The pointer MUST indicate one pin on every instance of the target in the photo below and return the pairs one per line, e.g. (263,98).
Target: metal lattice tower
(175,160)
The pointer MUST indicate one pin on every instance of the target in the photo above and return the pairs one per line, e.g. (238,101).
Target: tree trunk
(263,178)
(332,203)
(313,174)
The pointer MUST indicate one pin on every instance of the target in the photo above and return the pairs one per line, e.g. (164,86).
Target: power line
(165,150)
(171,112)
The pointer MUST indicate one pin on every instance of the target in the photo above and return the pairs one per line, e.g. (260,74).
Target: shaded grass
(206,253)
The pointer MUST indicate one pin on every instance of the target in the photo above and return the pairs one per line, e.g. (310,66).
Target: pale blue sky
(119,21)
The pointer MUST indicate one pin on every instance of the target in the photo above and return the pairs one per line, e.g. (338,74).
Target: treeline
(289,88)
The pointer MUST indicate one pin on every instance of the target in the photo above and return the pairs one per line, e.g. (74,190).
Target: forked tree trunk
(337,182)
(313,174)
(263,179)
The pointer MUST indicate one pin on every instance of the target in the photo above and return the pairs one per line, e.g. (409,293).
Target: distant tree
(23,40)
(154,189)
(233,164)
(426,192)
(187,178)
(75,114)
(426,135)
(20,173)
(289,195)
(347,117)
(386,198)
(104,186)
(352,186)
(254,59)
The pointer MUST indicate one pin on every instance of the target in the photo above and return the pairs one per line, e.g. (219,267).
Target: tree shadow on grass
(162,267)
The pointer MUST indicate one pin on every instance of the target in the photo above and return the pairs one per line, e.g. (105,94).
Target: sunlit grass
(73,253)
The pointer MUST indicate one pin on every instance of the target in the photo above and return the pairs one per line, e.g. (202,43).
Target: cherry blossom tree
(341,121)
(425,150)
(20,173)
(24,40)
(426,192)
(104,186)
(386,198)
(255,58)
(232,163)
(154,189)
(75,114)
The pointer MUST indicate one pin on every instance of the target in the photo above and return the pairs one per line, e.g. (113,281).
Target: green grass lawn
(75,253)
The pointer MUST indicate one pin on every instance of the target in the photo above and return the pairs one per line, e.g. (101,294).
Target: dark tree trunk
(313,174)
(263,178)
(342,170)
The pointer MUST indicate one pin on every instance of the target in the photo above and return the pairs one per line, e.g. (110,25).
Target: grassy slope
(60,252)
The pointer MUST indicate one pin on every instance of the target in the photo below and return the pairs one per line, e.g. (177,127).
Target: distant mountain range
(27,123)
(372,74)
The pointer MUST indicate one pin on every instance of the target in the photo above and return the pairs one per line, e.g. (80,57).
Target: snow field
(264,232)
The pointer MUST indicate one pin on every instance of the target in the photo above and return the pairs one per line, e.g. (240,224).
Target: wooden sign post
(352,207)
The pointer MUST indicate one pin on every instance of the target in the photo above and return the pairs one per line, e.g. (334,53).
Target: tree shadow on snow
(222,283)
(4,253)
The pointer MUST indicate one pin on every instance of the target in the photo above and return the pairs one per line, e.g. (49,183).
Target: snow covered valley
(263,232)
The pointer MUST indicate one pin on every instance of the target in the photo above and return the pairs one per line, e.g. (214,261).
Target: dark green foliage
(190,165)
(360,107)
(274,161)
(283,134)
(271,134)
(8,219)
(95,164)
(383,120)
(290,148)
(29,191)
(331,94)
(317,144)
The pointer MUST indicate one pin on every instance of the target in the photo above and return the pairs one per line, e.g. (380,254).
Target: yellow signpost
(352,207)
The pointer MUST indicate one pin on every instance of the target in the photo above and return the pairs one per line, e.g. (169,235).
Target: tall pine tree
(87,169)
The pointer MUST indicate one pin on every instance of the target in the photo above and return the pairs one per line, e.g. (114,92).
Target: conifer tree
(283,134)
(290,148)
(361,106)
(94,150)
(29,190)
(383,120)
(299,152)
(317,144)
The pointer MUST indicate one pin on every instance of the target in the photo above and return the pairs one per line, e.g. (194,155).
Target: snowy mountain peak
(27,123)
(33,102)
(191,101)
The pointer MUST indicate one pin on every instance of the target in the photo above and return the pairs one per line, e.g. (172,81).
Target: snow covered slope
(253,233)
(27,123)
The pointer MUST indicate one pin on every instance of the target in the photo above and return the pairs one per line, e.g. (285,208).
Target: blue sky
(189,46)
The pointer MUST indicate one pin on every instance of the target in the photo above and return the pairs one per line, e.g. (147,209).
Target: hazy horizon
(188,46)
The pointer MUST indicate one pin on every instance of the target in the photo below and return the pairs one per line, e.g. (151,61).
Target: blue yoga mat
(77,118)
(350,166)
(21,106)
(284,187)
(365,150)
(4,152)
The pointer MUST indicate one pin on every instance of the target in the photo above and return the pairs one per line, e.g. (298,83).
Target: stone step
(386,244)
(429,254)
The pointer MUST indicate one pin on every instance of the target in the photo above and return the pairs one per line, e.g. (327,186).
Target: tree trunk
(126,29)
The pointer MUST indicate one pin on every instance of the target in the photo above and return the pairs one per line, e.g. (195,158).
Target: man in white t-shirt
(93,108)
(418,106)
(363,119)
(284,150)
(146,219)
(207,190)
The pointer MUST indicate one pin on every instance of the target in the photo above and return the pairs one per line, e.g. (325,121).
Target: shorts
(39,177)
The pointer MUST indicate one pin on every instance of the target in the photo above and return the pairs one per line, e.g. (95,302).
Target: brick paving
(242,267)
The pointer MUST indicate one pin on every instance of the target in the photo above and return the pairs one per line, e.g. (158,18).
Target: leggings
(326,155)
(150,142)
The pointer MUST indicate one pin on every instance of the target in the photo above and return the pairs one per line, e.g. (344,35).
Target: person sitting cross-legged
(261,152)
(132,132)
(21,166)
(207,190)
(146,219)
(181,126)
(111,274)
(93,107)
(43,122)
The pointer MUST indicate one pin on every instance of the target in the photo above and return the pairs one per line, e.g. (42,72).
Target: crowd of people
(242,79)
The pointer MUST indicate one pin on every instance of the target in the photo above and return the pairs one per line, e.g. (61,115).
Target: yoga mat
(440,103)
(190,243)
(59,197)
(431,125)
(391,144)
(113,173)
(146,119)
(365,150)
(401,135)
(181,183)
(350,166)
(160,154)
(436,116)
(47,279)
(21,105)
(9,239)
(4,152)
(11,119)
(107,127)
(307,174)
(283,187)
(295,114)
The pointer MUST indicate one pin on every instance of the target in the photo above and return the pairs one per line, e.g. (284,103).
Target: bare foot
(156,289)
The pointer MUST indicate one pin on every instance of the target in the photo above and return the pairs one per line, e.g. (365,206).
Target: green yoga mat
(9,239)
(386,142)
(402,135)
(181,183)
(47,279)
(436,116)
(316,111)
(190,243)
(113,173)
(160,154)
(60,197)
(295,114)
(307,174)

- Exercise description
Extract each line of the material exactly as it stands.

- Result of this exercise
The pointer MUST indicate one pin on every instance of the target in the photo below and return the pairs one per line, e.g. (263,98).
Target: metal lattice tower
(175,160)
The pointer MUST indicate one pin on every instance of the target in the photo above and return the pairs one per line, e.g. (238,101).
Target: tree trunk
(263,178)
(332,203)
(313,174)
The pointer MUST indicate one pin on every instance of the target in the photo above and return the pairs one per line, e.g. (164,86).
Target: power line
(165,150)
(171,112)
The pointer MUST indicate one pin on every instance of the target in the photo above and return the pairs one per line, e.g. (260,74).
Target: shaded grass
(206,253)
The pointer MUST indicate one pin on every instance of the target in the photo above and return the pairs one per line, e.g. (310,66).
Target: pale blue sky
(119,21)
The pointer MUST indicate one pin on every instance of the target in the photo above and return the pairs one per line, e.g. (338,74).
Target: treeline
(289,88)
The pointer MUST indicate one pin on every instance of the target in the photo above and return the pairs one per line, e.g. (74,190).
Target: forked tree trunk
(337,182)
(313,174)
(263,179)
The pointer MUST indicate one pin on every instance of the target in the photo above and return the pairs one per line, e.g. (409,293).
Target: distant tree
(23,40)
(154,189)
(233,164)
(426,192)
(187,178)
(75,114)
(426,135)
(20,173)
(289,195)
(347,117)
(386,198)
(104,186)
(352,186)
(254,59)
The pointer MUST indicate one pin on every instance of the target in the photo above and return the pairs one per line, e.g. (219,267).
Target: tree shadow on grass
(162,267)
The pointer MUST indicate one pin on every instance of the target in the photo above and return the pairs one per line, e.g. (105,94).
Target: sunlit grass
(73,253)
The pointer MUST indicate one pin on every instance of the target in the photo above and return the pairs one per line, e.g. (202,43).
Target: cherry blossom tree
(341,121)
(425,150)
(20,173)
(24,40)
(426,192)
(104,186)
(386,198)
(255,58)
(232,163)
(154,189)
(75,114)
The pointer MUST indicate one pin on every instance of the target in the photo above and return the pairs one per line, e.g. (113,281).
Target: green grass lawn
(75,253)
The pointer MUST indicate one pin on every instance of the target in the photo above and return the pairs one per line, e.g. (101,294).
Target: dark tree trunk
(313,174)
(263,178)
(342,170)
The pointer MUST indicate one pin on every instance of the target in the photo above and return the pairs one per line, e.g. (110,25).
Target: grassy slope
(60,252)
The pointer MUST indicate one pin on every instance of the target in the photo below and return the pairs one per line, e.g. (177,127).
Target: distant mountain range
(27,123)
(372,74)
The pointer MUST indicate one pin on every instance of the target in the photo above and return the pairs one per line, e.g. (80,57).
Target: snow field
(264,232)
The pointer MUST indicate one pin on every instance of the target in the photo above and return the pairs one per line, e.g. (240,224).
Target: wooden sign post
(352,207)
The pointer MUST indicate one pin on every instance of the target in the photo above and return the pairs one per line, e.g. (334,53).
Target: tree shadow on snow
(222,283)
(4,253)
The pointer MUST indicate one pin on every instance of the target in the photo above and return the pairs one per line, e.g. (49,183).
Target: snow covered valley
(263,232)
The pointer MUST indicate one pin on every instance of the target in the photo above and return the pairs one per line, e.g. (214,261).
Target: dark green foliage
(190,165)
(360,107)
(274,161)
(283,134)
(271,134)
(8,219)
(95,164)
(383,120)
(290,148)
(29,191)
(331,94)
(317,144)
The pointer MUST indicate one pin on every instance of the target in the photo above and return the pairs one per line, e.g. (380,254).
Target: yellow signpost
(352,207)
The pointer MUST indicate one pin on every instance of the target in the photo above and return the pairs one per line, e.g. (169,235).
Target: tall pine tree
(87,169)
The pointer MUST indicate one pin on every instance of the target in the photo above and return the pairs one per line, e.g. (114,92).
Target: conifer tree
(283,134)
(290,148)
(361,106)
(94,150)
(29,190)
(383,120)
(299,152)
(317,144)
The pointer MUST indicate one pin on every instance of the target in the photo above and return the pairs one per line, e.g. (194,155).
Target: snowy mountain peak
(27,123)
(33,102)
(191,101)
The pointer MUST indicate one pin on every instance of the target in the photo above and return the pairs one per line, e.g. (172,81).
Target: snow covered slope
(253,233)
(27,123)
The pointer MUST indicate one pin on every instance of the target in the photo above and return the pairs one per line, e.g. (285,208).
Target: blue sky
(189,46)
The pointer MUST indicate one pin on every instance of the target in the photo above and return the pairs one per line, e.g. (147,209).
Target: hazy horizon
(188,46)
The pointer MUST indicate one pin on every instance of the target in the photo below and return the pairs one per line, e.g. (151,61).
Target: blue yoga mat
(77,118)
(350,166)
(21,106)
(284,187)
(365,150)
(4,152)
The pointer MUST indicate one pin on every instance of the target in the photo above and return the pairs one per line, e.g. (298,83).
Target: stone step
(386,244)
(429,254)
The pointer MUST indicate one pin on every instance of the target in the photo above and return the pairs one per line, e.g. (327,186).
Target: tree trunk
(126,29)
The pointer MUST indicate one pin on every instance of the target in the photo above and return the pairs one per line, e.g. (195,158).
Target: man in white t-shirt
(93,108)
(418,106)
(363,119)
(284,150)
(146,219)
(207,190)
The pointer MUST indicate one pin on every instance of the target in the photo above and return the pairs one per line, e.g. (325,121).
Target: shorts
(39,177)
The pointer MUST indicate one pin on every instance of the target in the photo above and return the pairs one per line, e.g. (95,302).
Target: brick paving
(242,267)
The pointer MUST indicate one pin on every instance of the target in the photo above and return the pairs one per line, e.g. (158,18).
Target: leggings
(326,155)
(150,142)
The pointer MUST indicate one pin on every instance of the target in the photo above and return the pairs one per line, e.g. (344,35).
Target: person sitting cross-legged
(261,152)
(132,132)
(21,166)
(207,190)
(146,219)
(181,126)
(111,274)
(93,107)
(43,122)
The pointer MUST indicate one pin on every instance of the target in the photo above and return the pairs one per line, e.g. (42,72).
Target: crowd of people
(242,79)
The pointer MUST indicate one pin on every instance of the target in the photo above and return the pairs one per line, e.g. (61,115).
Target: yoga mat
(440,103)
(190,243)
(59,197)
(431,125)
(391,144)
(113,173)
(146,119)
(365,150)
(401,135)
(181,183)
(350,166)
(160,154)
(436,116)
(47,279)
(21,105)
(9,239)
(4,152)
(11,119)
(107,127)
(307,174)
(283,187)
(295,114)
The pointer MUST indicate one pin on every instance of the target in the photo above and return the pairs one per line, e.g. (284,103).
Target: bare foot
(156,289)
The pointer MUST indicate one pin on every instance of the target in the photo above and return the pairs one per line, e.g. (365,206).
Target: green yoga mat
(9,239)
(386,142)
(402,135)
(181,183)
(47,279)
(436,116)
(316,111)
(190,243)
(113,173)
(160,154)
(60,197)
(295,114)
(307,174)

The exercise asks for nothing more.